- _Exercise objective_
Beginning with the line containing "of the metal" and ending with the last line, repeat the records exactly.
## Begin Data listing
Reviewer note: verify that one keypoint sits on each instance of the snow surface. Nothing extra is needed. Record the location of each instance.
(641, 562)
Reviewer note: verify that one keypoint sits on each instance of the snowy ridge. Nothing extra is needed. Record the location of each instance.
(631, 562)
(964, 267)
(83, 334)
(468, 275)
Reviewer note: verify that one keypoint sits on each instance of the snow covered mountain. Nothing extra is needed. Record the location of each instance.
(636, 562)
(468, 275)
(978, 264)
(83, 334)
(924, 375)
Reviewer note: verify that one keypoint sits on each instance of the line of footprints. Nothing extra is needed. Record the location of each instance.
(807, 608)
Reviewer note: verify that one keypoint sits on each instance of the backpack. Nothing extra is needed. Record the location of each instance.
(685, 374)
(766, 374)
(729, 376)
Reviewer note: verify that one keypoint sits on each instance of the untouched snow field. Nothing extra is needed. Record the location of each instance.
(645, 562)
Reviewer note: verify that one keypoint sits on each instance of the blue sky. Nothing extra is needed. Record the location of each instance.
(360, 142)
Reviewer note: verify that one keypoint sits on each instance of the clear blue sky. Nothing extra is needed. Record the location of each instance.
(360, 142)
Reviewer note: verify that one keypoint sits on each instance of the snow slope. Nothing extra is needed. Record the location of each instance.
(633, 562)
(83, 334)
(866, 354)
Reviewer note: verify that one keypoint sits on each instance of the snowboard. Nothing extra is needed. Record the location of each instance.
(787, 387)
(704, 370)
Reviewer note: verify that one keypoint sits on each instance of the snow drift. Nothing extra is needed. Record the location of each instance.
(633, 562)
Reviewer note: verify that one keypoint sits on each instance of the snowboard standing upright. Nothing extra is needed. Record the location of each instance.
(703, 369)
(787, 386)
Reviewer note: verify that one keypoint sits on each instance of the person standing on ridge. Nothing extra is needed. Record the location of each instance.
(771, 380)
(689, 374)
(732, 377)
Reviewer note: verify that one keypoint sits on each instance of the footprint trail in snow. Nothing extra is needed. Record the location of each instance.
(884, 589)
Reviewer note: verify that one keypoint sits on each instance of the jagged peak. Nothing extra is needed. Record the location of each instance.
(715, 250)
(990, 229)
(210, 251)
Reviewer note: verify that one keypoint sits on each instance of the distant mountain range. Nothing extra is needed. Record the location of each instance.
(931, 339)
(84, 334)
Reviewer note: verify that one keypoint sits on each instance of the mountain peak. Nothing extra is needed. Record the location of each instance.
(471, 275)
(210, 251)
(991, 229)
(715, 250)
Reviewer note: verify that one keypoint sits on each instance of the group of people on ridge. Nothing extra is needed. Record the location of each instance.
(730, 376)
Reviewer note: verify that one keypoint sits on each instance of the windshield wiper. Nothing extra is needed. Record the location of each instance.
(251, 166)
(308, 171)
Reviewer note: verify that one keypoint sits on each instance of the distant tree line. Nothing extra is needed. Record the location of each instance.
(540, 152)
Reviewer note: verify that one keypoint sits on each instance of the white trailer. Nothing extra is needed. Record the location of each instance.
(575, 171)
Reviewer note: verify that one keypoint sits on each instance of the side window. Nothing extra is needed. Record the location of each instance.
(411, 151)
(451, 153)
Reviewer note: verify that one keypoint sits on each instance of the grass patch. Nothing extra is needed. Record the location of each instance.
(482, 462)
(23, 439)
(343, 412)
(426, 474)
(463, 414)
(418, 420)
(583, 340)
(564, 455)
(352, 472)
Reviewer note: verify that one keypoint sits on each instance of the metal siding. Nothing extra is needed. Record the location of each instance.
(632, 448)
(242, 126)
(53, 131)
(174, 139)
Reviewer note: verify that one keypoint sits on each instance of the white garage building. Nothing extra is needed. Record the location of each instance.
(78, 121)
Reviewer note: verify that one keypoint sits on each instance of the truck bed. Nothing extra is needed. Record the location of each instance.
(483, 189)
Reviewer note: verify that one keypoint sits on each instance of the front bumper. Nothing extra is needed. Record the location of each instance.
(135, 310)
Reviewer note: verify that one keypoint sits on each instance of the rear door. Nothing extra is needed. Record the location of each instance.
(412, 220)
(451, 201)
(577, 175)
## End Data listing
- _Output of the exercise_
Reviewer note: verify that one keypoint sits on each instance of the metal siding. Nothing extra is needed. Record the location of each instance.
(632, 448)
(242, 126)
(53, 131)
(174, 139)
Reviewer note: verify that one keypoint sits on each instance of the white garage building. Nothing extra is needed. Record the location of each instance.
(78, 121)
Reviewer note: verify that one keypoint sits on each instance of the truck bed. Nothing extra is needed. Record the location of each instance.
(483, 189)
Reviewer note: verify that one keypoint sits on each instance of the front bumper. Nothing extra is needed. Record the location of each instance.
(135, 310)
Reviewer note: verify that one keypoint sits on each instance of the rear door. Nothing extra is needed. Record the location of each instance.
(412, 220)
(451, 201)
(577, 175)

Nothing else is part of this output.